Texte fourni:
+---+

Combien d’élus devront encore démissionner avant que nous, en tant que société, ne prenions pleinement conscience de la nécessité de repenser les conditions dans lesquelles nous exerçons la démocratie ?

La récente démission de France Bélisle, mairesse de Gatineau, vient s’ajouter aux départs de plus de 740 politiciens élus en septembre 2021. Et s’il y a un élu municipal sur 10 qui a quitté durant ce mandat, d’autres, encore en poste, dénoncent également le climat toxique auquel ils doivent constamment faire face s’ils veulent rester en fonction.

Inspirée par les idées de l’historien Yuval Noah Harari dans Sapiens, une brève histoire de l’humanité, je vois la démocratie comme une entité abstraite, existant uniquement parce que nous l’avons imaginée et que nous y croyons collectivement. En effet, elle ne peut subsister si nous cessons tous d’y croire.

Ainsi, son maintien exige un engagement constant, car la démocratie demeure, encore à ce jour, le moyen le plus efficace d’assurer une réelle collaboration entre des millions d’inconnus.

Notre démocratie, cependant, montre des signes préoccupants de dégradation. La perte de confiance envers les politiciens, la polarisation des discours et l’augmentation des démissions d’élus en sont quelques symptômes. Le récent déclassement du Canada dans l’indice démocratique du magazine The Economist pourrait également être un autre indice.

Pourquoi en sommes-nous arrivés là ? Plusieurs causes doivent être examinées. Que pouvons-nous faire à court et long terme ? Une situation complexe nécessitera toujours l’addition de solutions concertées.

Méconnaissance des institutions

Pour ma part, je crois que la méconnaissance et l’incompréhension des rouages de nos institutions et des leviers démocratiques est un enjeu qu’on ne peut ignorer. Peu d’écoles enseignent de manière pratique le fonctionnement des institutions démocratiques et les moyens d’y participer activement. Si vos parents ne vous l’enseignent pas ou si vous n’avez pas la curiosité de l’apprendre par vous-même, il est fort probable que vous ne développerez jamais une compréhension approfondie de notre système démocratique ni un engagement actif envers celui-ci.

+---+

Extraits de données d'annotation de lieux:
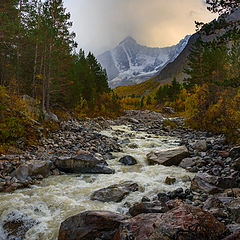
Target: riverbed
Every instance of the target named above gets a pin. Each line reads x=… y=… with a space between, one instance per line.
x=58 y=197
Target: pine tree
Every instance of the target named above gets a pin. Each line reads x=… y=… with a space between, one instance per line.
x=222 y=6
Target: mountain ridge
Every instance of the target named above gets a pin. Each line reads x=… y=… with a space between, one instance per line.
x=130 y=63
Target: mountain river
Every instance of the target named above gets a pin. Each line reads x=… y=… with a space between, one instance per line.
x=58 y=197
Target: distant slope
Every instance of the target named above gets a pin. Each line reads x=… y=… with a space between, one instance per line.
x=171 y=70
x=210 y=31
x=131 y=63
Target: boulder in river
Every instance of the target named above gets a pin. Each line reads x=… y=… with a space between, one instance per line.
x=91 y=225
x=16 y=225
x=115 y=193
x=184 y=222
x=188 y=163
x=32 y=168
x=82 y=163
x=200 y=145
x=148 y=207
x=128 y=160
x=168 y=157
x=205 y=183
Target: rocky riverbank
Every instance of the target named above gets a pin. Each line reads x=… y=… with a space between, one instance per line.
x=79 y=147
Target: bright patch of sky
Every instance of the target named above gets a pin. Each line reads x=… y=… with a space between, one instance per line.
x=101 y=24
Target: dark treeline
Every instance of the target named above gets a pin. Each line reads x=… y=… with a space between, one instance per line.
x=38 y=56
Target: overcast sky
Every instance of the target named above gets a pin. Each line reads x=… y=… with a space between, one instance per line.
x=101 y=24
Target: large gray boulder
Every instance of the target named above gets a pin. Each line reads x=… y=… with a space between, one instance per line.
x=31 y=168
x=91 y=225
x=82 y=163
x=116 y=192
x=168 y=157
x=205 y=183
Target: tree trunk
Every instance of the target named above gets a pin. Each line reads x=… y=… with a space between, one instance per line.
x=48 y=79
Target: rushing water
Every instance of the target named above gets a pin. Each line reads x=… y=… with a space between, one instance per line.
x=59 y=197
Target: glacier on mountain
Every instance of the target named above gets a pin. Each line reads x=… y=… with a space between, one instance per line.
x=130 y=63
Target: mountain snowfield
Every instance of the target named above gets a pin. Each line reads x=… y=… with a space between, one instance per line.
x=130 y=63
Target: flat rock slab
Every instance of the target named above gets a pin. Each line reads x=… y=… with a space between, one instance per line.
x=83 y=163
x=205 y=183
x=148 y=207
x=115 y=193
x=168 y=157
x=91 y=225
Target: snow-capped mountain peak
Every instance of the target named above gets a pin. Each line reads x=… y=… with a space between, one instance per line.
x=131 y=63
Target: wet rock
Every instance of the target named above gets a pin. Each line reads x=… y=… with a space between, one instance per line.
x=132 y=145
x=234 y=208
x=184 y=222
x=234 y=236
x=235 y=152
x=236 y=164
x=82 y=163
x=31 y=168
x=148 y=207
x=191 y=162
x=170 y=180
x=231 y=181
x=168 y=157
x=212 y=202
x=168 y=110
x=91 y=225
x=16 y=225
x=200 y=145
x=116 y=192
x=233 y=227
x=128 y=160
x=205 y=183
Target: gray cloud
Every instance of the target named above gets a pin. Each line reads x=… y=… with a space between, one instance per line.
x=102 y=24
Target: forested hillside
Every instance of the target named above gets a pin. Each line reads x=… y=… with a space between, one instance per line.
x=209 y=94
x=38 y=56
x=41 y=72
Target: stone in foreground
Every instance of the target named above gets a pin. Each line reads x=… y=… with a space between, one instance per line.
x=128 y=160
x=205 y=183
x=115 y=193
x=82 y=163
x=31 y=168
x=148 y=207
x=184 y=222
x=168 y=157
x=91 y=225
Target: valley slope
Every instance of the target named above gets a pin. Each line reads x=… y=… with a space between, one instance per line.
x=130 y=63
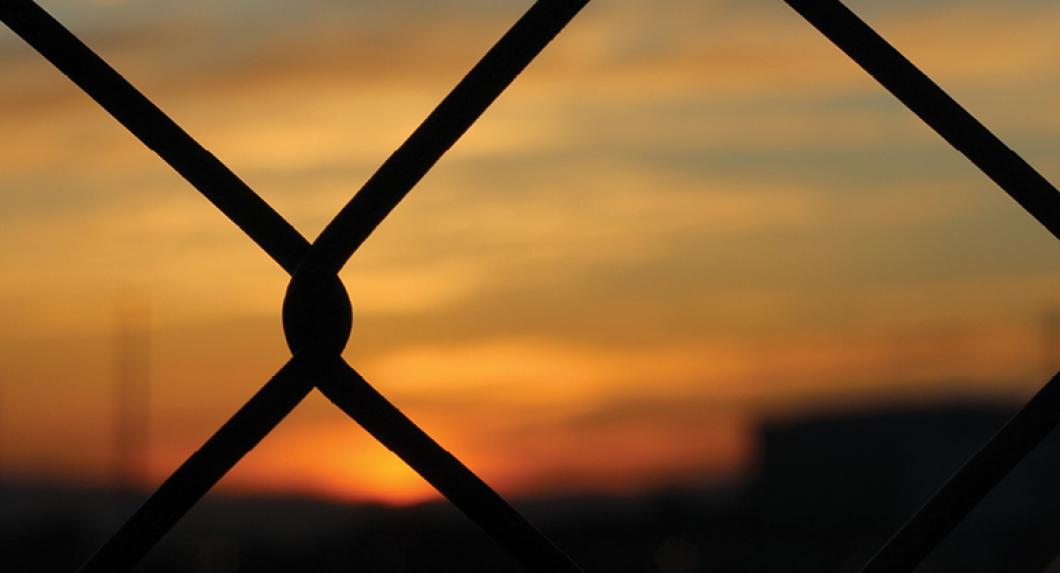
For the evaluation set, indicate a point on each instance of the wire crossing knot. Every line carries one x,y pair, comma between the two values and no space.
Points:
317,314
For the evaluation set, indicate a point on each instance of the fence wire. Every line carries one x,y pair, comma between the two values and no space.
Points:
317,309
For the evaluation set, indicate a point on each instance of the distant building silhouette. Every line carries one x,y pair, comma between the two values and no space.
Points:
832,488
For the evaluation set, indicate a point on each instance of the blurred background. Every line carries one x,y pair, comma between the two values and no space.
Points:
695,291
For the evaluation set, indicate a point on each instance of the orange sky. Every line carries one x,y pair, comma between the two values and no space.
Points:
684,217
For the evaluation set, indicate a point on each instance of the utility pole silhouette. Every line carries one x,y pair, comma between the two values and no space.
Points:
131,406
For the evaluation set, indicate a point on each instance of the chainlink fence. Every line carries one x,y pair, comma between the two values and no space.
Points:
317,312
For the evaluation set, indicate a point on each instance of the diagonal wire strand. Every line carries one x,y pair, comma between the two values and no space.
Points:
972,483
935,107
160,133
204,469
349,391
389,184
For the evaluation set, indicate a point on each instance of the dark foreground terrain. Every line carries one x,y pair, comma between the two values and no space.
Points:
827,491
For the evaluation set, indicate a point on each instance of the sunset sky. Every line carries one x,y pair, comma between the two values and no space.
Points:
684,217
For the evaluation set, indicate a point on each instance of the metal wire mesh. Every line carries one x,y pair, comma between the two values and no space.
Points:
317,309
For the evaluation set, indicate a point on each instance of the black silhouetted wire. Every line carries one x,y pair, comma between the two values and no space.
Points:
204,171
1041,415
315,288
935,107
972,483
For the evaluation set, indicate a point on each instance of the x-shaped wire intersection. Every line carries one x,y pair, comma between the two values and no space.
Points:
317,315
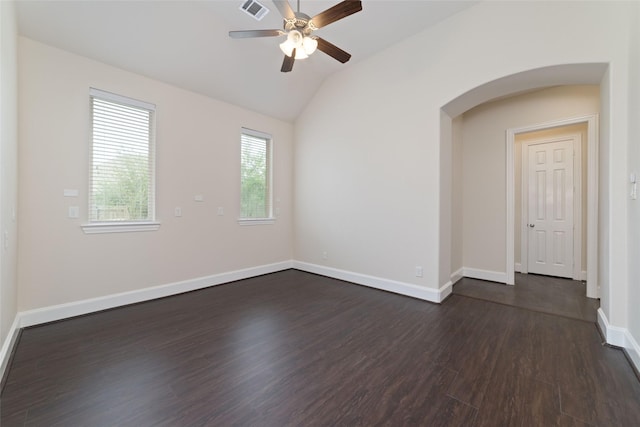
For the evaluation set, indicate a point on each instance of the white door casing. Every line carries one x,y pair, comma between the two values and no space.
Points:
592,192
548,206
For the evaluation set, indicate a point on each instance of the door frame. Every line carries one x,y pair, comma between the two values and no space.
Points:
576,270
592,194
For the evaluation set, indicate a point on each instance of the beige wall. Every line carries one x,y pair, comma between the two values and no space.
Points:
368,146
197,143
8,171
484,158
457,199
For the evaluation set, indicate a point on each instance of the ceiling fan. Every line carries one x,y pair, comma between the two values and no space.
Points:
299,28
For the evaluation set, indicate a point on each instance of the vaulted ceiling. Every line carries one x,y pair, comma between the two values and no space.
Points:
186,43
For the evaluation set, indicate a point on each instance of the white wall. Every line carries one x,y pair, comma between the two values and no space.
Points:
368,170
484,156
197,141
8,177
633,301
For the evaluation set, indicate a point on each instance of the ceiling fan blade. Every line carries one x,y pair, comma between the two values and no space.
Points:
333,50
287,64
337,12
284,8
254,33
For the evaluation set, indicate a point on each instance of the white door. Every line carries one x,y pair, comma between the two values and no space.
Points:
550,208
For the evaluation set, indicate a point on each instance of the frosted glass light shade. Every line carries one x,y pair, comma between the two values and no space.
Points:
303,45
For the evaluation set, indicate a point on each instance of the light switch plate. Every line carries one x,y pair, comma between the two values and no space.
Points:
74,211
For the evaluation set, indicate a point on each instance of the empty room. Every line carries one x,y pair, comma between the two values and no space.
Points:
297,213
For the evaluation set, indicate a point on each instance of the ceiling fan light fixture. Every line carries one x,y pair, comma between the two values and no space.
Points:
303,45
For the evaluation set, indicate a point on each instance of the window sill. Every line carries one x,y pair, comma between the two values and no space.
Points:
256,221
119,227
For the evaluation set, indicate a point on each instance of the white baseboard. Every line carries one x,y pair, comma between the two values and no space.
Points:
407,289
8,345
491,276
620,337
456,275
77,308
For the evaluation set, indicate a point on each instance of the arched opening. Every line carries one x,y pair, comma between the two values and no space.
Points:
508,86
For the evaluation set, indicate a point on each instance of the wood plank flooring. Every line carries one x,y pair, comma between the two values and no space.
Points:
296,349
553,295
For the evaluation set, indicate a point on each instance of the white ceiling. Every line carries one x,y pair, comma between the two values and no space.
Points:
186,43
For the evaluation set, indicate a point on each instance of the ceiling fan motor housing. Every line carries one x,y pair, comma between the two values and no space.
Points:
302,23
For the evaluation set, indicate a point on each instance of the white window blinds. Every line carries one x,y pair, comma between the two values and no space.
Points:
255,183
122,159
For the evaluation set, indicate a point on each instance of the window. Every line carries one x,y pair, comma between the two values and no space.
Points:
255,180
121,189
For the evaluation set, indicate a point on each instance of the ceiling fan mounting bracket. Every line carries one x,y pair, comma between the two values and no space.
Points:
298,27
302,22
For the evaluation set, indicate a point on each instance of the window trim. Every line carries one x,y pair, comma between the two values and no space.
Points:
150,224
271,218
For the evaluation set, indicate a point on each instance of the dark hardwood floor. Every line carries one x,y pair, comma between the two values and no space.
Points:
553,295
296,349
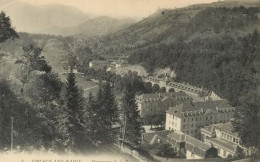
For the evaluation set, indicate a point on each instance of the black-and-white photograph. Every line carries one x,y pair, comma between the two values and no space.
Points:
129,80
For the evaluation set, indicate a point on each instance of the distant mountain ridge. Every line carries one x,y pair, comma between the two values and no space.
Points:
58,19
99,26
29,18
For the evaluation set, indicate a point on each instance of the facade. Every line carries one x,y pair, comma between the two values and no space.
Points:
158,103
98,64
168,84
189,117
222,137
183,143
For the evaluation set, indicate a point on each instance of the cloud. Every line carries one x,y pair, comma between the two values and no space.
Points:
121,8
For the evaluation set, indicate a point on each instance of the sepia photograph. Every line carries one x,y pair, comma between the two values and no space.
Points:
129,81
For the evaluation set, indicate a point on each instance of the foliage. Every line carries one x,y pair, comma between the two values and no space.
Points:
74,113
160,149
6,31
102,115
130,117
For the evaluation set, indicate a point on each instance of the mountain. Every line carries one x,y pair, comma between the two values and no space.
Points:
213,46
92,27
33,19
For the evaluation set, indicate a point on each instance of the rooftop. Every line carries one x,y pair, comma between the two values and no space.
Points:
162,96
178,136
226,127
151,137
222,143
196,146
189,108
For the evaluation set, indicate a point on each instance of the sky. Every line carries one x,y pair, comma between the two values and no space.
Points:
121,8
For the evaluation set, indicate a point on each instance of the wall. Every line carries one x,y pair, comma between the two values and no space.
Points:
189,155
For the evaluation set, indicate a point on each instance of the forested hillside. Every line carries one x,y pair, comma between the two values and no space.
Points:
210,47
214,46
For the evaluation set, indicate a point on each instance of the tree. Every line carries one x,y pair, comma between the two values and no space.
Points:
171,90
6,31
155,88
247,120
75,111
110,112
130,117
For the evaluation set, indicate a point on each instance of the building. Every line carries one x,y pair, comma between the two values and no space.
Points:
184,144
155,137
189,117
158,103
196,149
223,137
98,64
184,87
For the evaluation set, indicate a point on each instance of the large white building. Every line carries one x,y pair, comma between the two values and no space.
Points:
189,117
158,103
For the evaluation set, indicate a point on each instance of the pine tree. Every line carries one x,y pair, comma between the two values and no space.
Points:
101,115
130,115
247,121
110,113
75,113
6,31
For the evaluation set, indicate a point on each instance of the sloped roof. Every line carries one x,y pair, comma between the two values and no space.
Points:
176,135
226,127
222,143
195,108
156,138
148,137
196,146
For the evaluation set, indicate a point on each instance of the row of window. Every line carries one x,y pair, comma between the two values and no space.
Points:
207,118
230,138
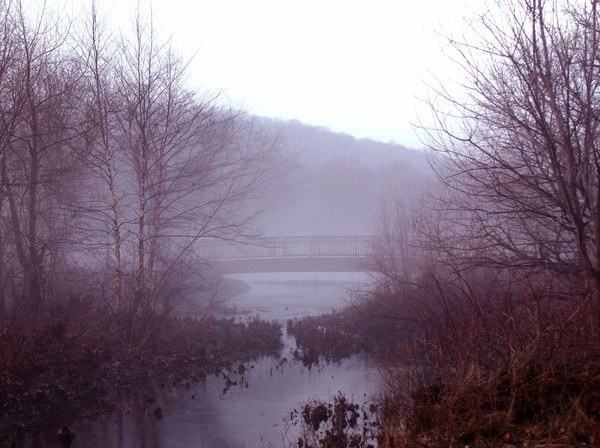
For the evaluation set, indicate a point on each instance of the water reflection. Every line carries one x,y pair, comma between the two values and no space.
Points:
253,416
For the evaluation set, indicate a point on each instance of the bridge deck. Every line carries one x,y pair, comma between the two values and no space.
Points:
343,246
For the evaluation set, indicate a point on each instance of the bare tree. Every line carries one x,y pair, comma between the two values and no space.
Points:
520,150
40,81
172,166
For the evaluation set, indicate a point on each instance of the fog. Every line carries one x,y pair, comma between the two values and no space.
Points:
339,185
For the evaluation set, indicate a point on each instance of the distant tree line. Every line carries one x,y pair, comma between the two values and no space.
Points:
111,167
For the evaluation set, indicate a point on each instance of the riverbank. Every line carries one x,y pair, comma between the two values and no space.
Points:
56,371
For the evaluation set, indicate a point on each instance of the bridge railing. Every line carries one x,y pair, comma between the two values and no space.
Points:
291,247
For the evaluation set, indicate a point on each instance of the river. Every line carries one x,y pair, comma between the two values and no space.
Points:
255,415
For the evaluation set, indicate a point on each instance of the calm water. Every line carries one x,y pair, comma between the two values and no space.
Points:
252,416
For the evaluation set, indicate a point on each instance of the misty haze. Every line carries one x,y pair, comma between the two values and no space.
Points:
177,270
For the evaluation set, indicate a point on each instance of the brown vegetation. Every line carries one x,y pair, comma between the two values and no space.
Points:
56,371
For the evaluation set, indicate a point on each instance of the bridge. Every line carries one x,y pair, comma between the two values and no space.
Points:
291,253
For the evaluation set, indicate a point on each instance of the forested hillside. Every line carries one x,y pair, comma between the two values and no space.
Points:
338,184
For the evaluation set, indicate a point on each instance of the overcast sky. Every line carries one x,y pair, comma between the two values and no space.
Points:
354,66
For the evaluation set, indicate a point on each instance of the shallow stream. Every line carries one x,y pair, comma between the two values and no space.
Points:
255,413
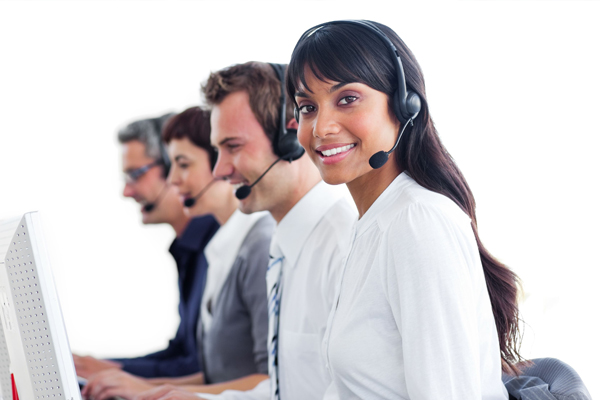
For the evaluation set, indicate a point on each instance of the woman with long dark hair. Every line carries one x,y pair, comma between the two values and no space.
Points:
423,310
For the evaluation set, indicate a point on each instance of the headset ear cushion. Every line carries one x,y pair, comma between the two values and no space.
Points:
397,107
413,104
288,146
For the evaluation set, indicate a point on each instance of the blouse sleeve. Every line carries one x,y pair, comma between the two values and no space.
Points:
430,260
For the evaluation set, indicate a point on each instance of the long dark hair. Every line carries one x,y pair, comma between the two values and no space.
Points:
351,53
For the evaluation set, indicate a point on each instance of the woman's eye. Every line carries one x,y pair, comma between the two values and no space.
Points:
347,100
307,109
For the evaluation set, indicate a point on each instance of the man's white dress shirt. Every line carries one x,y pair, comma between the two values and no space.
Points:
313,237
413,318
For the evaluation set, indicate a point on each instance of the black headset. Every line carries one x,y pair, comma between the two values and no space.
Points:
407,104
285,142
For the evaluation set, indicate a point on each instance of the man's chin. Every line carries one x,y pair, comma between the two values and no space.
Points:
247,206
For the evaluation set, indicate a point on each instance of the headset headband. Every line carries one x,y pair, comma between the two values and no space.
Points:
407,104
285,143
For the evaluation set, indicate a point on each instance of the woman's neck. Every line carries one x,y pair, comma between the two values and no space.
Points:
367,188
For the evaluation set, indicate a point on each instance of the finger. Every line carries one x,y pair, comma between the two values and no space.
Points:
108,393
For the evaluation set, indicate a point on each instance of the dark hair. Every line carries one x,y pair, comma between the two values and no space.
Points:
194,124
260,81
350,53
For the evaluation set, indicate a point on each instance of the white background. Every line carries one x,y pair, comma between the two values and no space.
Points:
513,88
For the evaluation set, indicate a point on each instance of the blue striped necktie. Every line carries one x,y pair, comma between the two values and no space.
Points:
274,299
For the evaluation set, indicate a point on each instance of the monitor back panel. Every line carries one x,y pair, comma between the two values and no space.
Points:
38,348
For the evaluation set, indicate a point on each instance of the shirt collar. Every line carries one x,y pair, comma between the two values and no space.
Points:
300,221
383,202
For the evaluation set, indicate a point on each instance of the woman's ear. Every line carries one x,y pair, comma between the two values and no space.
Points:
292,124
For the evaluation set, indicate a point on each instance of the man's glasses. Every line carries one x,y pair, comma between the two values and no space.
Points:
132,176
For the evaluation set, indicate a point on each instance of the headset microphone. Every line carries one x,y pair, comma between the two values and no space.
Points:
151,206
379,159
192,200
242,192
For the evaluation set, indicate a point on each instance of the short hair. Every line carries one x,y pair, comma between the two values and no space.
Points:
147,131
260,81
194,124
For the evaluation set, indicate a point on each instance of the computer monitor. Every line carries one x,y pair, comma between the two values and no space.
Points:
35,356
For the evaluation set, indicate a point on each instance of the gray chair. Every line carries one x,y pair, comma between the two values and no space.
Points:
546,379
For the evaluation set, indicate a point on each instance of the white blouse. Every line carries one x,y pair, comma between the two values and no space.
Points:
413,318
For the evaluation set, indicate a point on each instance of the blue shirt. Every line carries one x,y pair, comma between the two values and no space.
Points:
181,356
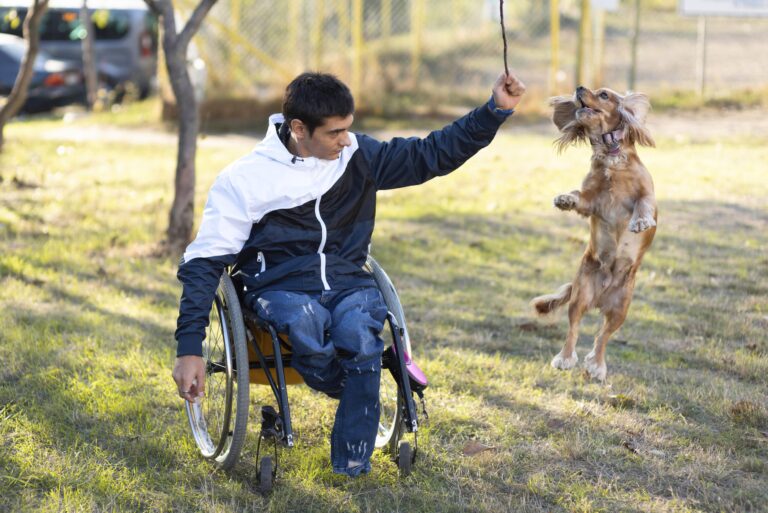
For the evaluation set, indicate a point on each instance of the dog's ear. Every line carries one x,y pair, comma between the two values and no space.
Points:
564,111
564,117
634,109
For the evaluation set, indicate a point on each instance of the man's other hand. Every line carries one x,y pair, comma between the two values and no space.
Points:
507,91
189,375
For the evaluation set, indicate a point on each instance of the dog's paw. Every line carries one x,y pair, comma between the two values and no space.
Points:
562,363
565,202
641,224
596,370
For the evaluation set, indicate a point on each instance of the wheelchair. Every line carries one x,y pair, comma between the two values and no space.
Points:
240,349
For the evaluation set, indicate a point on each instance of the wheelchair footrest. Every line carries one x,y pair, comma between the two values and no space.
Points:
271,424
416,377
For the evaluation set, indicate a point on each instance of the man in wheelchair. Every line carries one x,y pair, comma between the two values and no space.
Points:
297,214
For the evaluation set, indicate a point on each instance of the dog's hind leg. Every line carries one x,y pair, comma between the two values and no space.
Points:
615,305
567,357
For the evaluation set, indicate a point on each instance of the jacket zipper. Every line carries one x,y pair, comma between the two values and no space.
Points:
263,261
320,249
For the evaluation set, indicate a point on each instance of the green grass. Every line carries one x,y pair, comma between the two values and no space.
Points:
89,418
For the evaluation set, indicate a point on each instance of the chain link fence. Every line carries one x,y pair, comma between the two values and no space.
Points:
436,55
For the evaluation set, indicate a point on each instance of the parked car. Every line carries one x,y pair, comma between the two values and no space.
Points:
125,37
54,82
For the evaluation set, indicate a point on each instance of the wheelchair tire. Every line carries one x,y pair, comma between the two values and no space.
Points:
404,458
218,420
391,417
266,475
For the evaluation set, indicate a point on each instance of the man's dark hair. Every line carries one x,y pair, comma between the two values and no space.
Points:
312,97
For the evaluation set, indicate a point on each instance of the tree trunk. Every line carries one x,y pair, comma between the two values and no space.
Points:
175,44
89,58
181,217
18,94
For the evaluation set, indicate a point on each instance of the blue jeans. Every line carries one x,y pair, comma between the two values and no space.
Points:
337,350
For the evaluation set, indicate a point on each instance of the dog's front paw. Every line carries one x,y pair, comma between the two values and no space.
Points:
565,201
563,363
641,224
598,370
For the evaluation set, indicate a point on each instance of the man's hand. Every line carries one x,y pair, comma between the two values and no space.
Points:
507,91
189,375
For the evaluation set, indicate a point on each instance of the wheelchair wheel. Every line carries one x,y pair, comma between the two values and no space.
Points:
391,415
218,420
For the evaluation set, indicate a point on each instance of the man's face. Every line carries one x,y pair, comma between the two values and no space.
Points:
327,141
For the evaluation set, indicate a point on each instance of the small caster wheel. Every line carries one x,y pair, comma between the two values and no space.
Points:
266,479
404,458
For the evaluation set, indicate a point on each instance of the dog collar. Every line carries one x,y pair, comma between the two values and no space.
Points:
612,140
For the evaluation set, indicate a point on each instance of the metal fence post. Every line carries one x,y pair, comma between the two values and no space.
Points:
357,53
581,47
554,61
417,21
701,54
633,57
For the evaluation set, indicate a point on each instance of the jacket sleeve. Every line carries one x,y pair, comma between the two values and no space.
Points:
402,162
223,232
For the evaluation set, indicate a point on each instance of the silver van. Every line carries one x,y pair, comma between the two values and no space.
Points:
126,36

+---+

Exercice A:
Recopiez le passage du texte sur la démocratie allant de « Inspirée par les » à « un autre indice. », bornes incluses.
Exercice B:
D'après le texte sur la démocratie, quelle fonction occupait France Bélisle ?
Exercice C:
Reprenez le texte sur la démocratie là où il s'arrête et poursuivez-le.

Réponse A:
Inspirée par les idées de l’historien Yuval Noah Harari dans Sapiens, une brève histoire de l’humanité, je vois la démocratie comme une entité abstraite, existant uniquement parce que nous l’avons imaginée et que nous y croyons collectivement. En effet, elle ne peut subsister si nous cessons tous d’y croire.

Ainsi, son maintien exige un engagement constant, car la démocratie demeure, encore à ce jour, le moyen le plus efficace d’assurer une réelle collaboration entre des millions d’inconnus.

Notre démocratie, cependant, montre des signes préoccupants de dégradation. La perte de confiance envers les politiciens, la polarisation des discours et l’augmentation des démissions d’élus en sont quelques symptômes. Le récent déclassement du Canada dans l’indice démocratique du magazine The Economist pourrait également être un autre indice.

Réponse B:
Elle était mairesse de Gatineau.

Réponse C:
Cette lacune dans notre éducation civique favorise l’apathie et la manipulation. L’impact est pourtant prévisible : l’incompréhension de notre démocratie alimente la méfiance, qui engendre à son tour, trop souvent, la peur et l’agressivité.

En 2024, reconnaissons que nombreux citoyens sont désengagés, désabusés ou exercent une énorme pression sur les élus en ayant des attentes disproportionnées envers ceux-ci.

Ancienne conseillère municipale de Montréal, je peux témoigner de ce constat frappant et également mettre en lumière que l’agressivité ambiante et grandissante est aussi un frein pour un dialogue démocratique constructif.

Par exemple, l’utilisation des réseaux sociaux durant mon mandat en 2013 ouvrait de nouvelles voies de communication pour renforcer la proximité entre les élus et les citoyens. Je pouvais vulgariser les processus menant à des choix politiques tout en facilitant une meilleure appropriation par les citoyens des instances décisionnelles de la ville, particulièrement auprès de ceux qui n’y participaient pas régulièrement.

Cependant, cette initiative prometteuse est devenue un terrain fertile pour les comportements irrespectueux et les trolls. Pourquoi ? Au départ, lorsqu’un individu maladroit ou irrespectueux commentait mes publications, d’autres abonnés recadraient spontanément (et poliment) ces dérapages. Au fil du temps, ces alliés se sont rendu compte que leur intervention les exposait à des représailles, ils ont donc majoritairement cessé. Et je les comprends ! Néanmoins, cette solitude sur les réseaux sociaux est une expérience partagée par de nombreux élus qui se trouvent aujourd’hui déchirés entre l’idée d’être accessibles et celle de se protéger de possibles violences.

Aussi, une autre facette de l’agressivité qui malmène notre démocratie appartient cette fois aux élus eux-mêmes et à l’absence de soutien officiel lorsque nécessaire. Par exemple, lorsqu’un élu harcèle un collègue, les réactions oscillent encore trop souvent dans les municipalités entre l’indifférence et le fatalisme : « ça fait partie de la job », « c’est un élu qui agit souvent comme ça », « fais-toi une carapace ». Si aucun milieu de travail n’accepterait ce statu quo, il est évident que nous devons mettre en place des stratégies efficaces pour encadrer le comportement des élus et assurer un environnement sécuritaire et respectueux au sein de notre démocratie.

Ainsi, il est grand temps que nous cessions de tenir notre démocratie pour acquis. Nous devons nous engager à créer les conditions propices à l’exercice plein et entier de nos droits et devoirs démocratiques. En créant un environnement favorable, nous pouvons revitaliser notre démocratie et la transformer en un véritable moteur d’égalité, de participation citoyenne et d’engagement politique. Cependant, nous y arriverons uniquement si nous croyons tous à l’importance d’investir dans notre démocratie. Y croyez-vous ?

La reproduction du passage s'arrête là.